--- Source ---

Game Theory 11 – chap21. Forward induction and Cho-Kreps’ intuitive criterion

5. Dynamic Bayesian Games
5.3 Dynamic Bayesian Games: Signaling
– Forward Induction and Cho-Kreps’ Intuitive Criterion*

Forward Induction: Motivation and Ideas

As in the Beer-Quiche game, most signaling games posses multiple PBE

EXAMPLE 5.2 (BATTLE OF THE SEXES WITH AN OUTSIDE OPTION).

There exist two pure-strategy PBE in this game:

• ⟨(CO, o), \(\mu_2(x)\) = 1⟩
• ⟨(NM, m), \(\mu_2(x)\) ≤ 3/4⟩

(∵ p ≤ 3(1-p)) ⇔ p ≤ 3/4)

Also two pure-strategy SPE:
(CO, o) and (NM, m)

Are they all “reasonable” predictions?

KOHLBERG AND MERTENS (1986) use the previous example to introduce the idea of forward induction:

“A subgame should not be treated as a separate game, because it was preceded by a very specific form of preplay communication. In the previous example, it is common knowledge that, when player 2 has to play in the subgame, preplay communication has effectively ended with the following message from player 1 to player 2:

‘Look, I had an opportunity to get 2 for sure,
and nevertheless I decided to play in this subgame.’“

Backward induction:
a predecessor reasons about what will rationally happen at future points of the game

Forward induction:
a successor reasons about what could’ve rationally happened at previous points of the game

Refinements of PBE with Belief Restrictions

We now discuss how to sort out PBE with beliefs that are inconsistent with forward induction

A weak form of forward induction rules out equilibria that vanish after any dominated strategies are removed

EXAMPLE 5.3.

--- Items ---

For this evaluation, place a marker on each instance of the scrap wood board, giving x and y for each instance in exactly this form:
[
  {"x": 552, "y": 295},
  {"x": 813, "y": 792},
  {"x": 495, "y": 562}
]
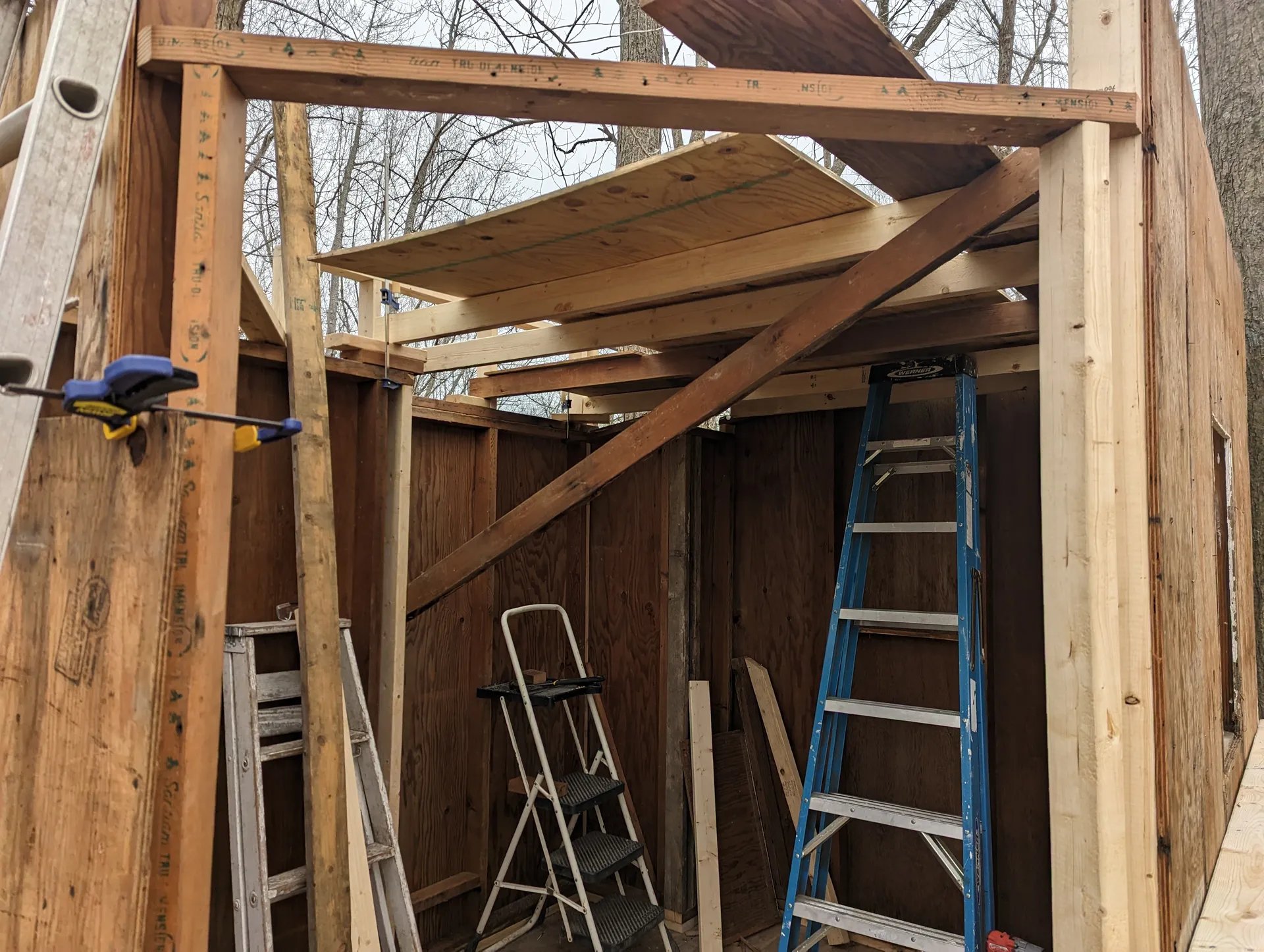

---

## Exercise objective
In the game theory notes, who used the battle of the sexes with an outside option example to introduce forward induction? This material was taken from a source separate from the game theory notes.

## Response
Kohlberg and Mertens (1986).